→ **Задание a**
Выпишите без изменений строки записей, начиная со строки, где стоит «Exercise. Spot the plastic», и до последней строки записей включительно.

→ **Текст страницы**
____________________

Литература ужасов, над которой Пушкин иронизировал еще в 1824 году в «Онегине» («Британской музы небылицы» – VI, 56), подвергается в новелле явной насмешке. Графиня выражает желание, чтобы внук «Paul», который обычно снабжает ее книгами, принес ей «какой-нибудь новый роман, только, пожалуйста, не из нынешних», т. е. «такой роман, где бы герой не давил ни отца, ни матери и где бы не было утопленных тел» (232). Графиня «ужасно» боится утопленников и не любит романы ужасов. Романов же без убийства родителей и без утопленников, по Томскому, нынче нет. Поэтому он предлагает бабушке русские романы, о существовании которых графине вообще не было известно, и она просит внука ей их присылать. В присланном Томским русском романе, откуда Лизавета Ивановна читает ей вслух две страницы, графиня находит только «вздор». Поэтому она велит отослать книги обратно.

Сюжет романа ужасов в «Пиковой даме» только намечен. Его линии не обведены автором и не должны быть обведены читателем. Те, кто рассматривает графиню как мать Германна и понимает намеки на желание кровосмешения безоговорочно, воспринимая новеллу на основе глубинной психологии[225]225
  См., например: Schwartz М., Schwartz A. «The Queen of Spades»: A Psychoanalytic Interpretation//Texas Studies in Literature and Language. Vol. 17. 1975. P. 275—288; Barker A. Pushkin’s «Queen of Spades»: a Displaced Mother Figure // American Imago. Vol. 31. 1984. P. 201—209.

____________________

→ **Фрагменты данных разметки местоположения**
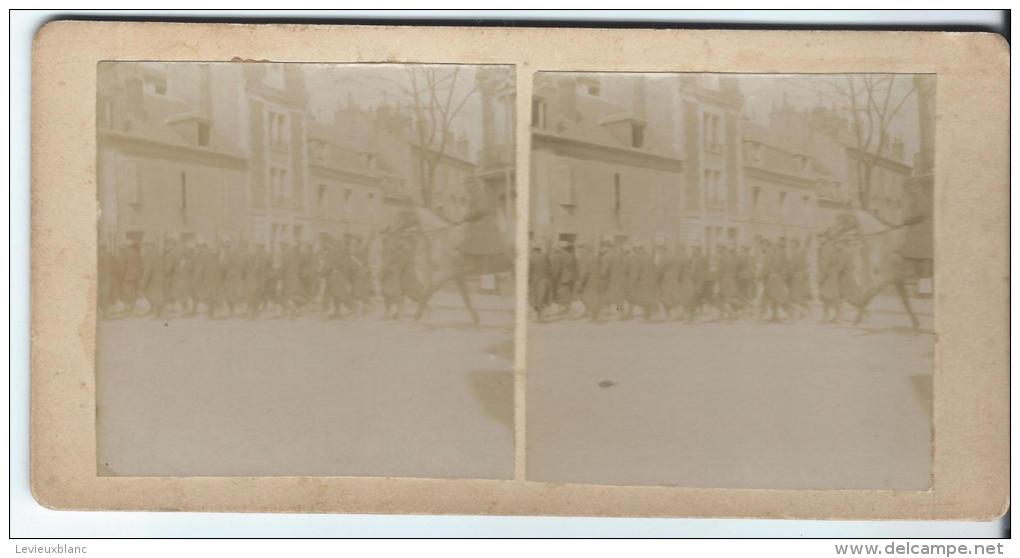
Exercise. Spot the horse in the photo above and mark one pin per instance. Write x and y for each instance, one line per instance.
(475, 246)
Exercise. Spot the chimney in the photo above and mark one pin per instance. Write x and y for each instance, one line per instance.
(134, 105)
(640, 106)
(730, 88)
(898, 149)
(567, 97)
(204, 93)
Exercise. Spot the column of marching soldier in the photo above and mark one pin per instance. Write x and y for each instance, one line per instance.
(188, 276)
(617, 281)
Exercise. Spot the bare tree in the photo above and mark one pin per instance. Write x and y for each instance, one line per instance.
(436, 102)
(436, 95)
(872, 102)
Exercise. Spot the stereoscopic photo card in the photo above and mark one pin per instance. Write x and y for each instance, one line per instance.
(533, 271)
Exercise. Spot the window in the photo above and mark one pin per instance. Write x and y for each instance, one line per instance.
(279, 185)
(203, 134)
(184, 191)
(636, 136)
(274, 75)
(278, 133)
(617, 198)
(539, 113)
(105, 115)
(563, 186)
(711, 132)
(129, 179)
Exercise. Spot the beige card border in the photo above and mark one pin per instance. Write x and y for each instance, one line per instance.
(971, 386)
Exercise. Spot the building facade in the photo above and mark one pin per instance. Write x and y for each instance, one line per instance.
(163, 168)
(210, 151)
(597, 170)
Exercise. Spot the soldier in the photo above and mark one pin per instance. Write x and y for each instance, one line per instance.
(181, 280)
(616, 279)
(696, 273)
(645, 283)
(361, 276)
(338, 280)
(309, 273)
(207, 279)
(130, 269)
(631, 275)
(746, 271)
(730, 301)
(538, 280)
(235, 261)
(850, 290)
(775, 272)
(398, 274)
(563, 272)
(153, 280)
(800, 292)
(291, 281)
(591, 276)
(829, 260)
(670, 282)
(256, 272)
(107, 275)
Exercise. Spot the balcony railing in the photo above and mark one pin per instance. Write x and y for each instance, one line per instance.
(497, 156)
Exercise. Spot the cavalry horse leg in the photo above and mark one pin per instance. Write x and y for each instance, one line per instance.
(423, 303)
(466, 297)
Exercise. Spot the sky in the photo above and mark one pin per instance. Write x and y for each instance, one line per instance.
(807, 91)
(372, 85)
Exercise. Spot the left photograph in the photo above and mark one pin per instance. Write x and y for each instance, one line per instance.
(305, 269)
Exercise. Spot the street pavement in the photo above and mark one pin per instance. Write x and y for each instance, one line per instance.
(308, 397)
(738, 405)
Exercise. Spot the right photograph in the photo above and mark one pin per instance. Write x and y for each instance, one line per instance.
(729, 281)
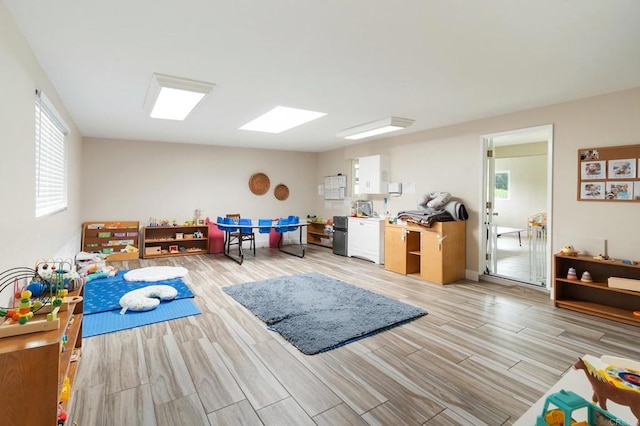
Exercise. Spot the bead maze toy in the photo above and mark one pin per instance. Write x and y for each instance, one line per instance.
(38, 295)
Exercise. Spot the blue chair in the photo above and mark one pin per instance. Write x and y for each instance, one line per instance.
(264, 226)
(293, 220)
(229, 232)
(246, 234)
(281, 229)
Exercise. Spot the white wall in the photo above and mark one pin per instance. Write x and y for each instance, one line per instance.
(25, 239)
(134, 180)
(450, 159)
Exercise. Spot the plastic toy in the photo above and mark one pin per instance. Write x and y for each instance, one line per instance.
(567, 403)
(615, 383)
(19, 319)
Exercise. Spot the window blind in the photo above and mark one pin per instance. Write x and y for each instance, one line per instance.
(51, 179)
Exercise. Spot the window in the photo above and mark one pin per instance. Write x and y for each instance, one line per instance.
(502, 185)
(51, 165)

____________________

→ **Задание b**
Ответьте на вопросы по тексту о «Пиковой даме».
(i) В каком году Пушкин иронизировал над литературой ужасов в «Онегине»?
(ii) Какие романы Томский предлагает бабушке?
(iii) Что графиня находит в присланном Томским русском романе?

→ **Решение a**
Exercise. Spot the plastic toy in the photo above and mark one pin per instance. Write x and y for each instance, one line per instance.
(567, 403)
(615, 383)
(19, 319)
Exercise. Spot the window blind in the photo above and mark one pin per instance. Write x and y for each instance, one line per instance.
(51, 179)
Exercise. Spot the window in the photo above and mark one pin per instance. Write x and y for each instance, one line per instance.
(502, 185)
(51, 165)

→ **Решение b**
(i) В 1824 году.
(ii) Русские романы.
(iii) Только «вздор».